Top of Text excerpt

Avian Flu Could Become Top ’08 Issue. Seriously.
While Washington, D.C., is consumed by issues ranging from the important (Iraq) to the downright petty (Tuesday’s apology by Illinois Democratic Sen. Dick Durbin), there’s something huge lurking out there to really worry about: infectious diseases.
The journal Foreign Affairs highlights the threat on the cover of its summer issue, asking whether we could be in for “The Next Pandemic?” The journal refers to the avian flu strain, H5N1, which has the potential to be “far more dangerous” than the Spanish flu that killed 50 million people worldwide in 1918 and 1919, including 675,000 in the United States.
[IMGCAP(1)]So far, avian flu has killed only 54 people in Asia, along with 100 million animals, mainly chickens. But that represents more than 50 percent of the people who contracted it. Spanish flu killed only 2 percent of patients.
According to Foreign Affairs, “Since it first appeared in southern China in 1997, the virus has mutated, becoming heartier and deadlier and killing a wider range of species.
“If the relentlessly evolving virus becomes capable of human-to-human transmission, develops a power of contagion typical of human influenzas and maintains its extraordinary virulence, humanity could well face a pandemic unlike any ever witnessed.”
The implication is that the death toll could be in the hundreds of millions, even a billion, given vulnerabilities in the under-developed world. A pandemic could crush the world economy.
And then, the article adds: “Or nothing could happen.”
The combined threat of infectious disease — the avian flu is just one of several menaces — plus bioterrorism presents a quandary for U.S. politicians. Do they urgently prepare for the worst, possibly wasting vast resources, or cross their fingers and hope that nothing happens?
In a remarkable June 1 speech at Harvard University, Senate Majority Leader Bill Frist (R-Tenn.) — a physician and presidential candidate — declared infectious diseases and bioterrorism “the single greatest threat to our safety and security today” and said fighting them will be the overriding purpose of his political future.
At the same time, Frist is being criticized for not moving aggressively enough to get new BioShield legislation passed, notably by Sen. Joe Lieberman (D-Conn.), who’s been driving the issue hard for years.
Frist and Lieberman are backing rival bills that offer tax, liability and other incentives to now-reluctant biotech companies to begin producing vaccines, diagnostics and therapies and to guarantee a market if they produce them.
Lieberman contends that his bill is more comprehensive, and his aides question whether Frist is pushing various Senate committees hard enough to get legislation enacted this year.
“You have a fascinating conflation of presidential politics and serious substance at work here,” said Chuck Ludlam, who’s retiring this week as a top Lieberman aide and former biotechnology lobbyist to join the Peace Corps.

Bottom of Text excerpt
Top of Listed records

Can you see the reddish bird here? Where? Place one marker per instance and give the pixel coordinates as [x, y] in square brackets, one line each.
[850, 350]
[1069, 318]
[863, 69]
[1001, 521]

Bottom of Listed records

Exercise 1: List every person named in the avian flu article.
Exercise 2: Continue the avian flu article from the point where it stops.

Exercise answer 1: Dick Durbin, Bill Frist, Joe Lieberman, Chuck Ludlam

Exercise answer 2:
“You have three presidential candidates interested in this issue,” he noted — Frist, Sen. Hillary Rodham Clinton (D-N.Y.) and Sen. Sam Brownback (R-Kan.), a co-sponsor of the Lieberman bill. “Whoever is out in front will look pretty good if the worst happens. Anyone who’s behind the curve will look like a dolt.
“There will be 9/11-style commissions all over the place and hundreds of Richard Clarkes testifying that they warned about what was coming and higher-ups didn’t listen,” he said, referring to the former White House counter-terrorism aide who charged that the Bush administration initially ignored al Qaeda.
Frist, clearly, is not ignoring the problem. In his lecture at Harvard, he said that national leaders “will not be able to look away from what could be coming soon — a front of unchecked and virulent epidemics, the potential of which could rise above your every other concern.”
“For what the world could soon face it did not see even in the great wars of the last century,” he said. “These epidemics … could be devastating beyond imagination.”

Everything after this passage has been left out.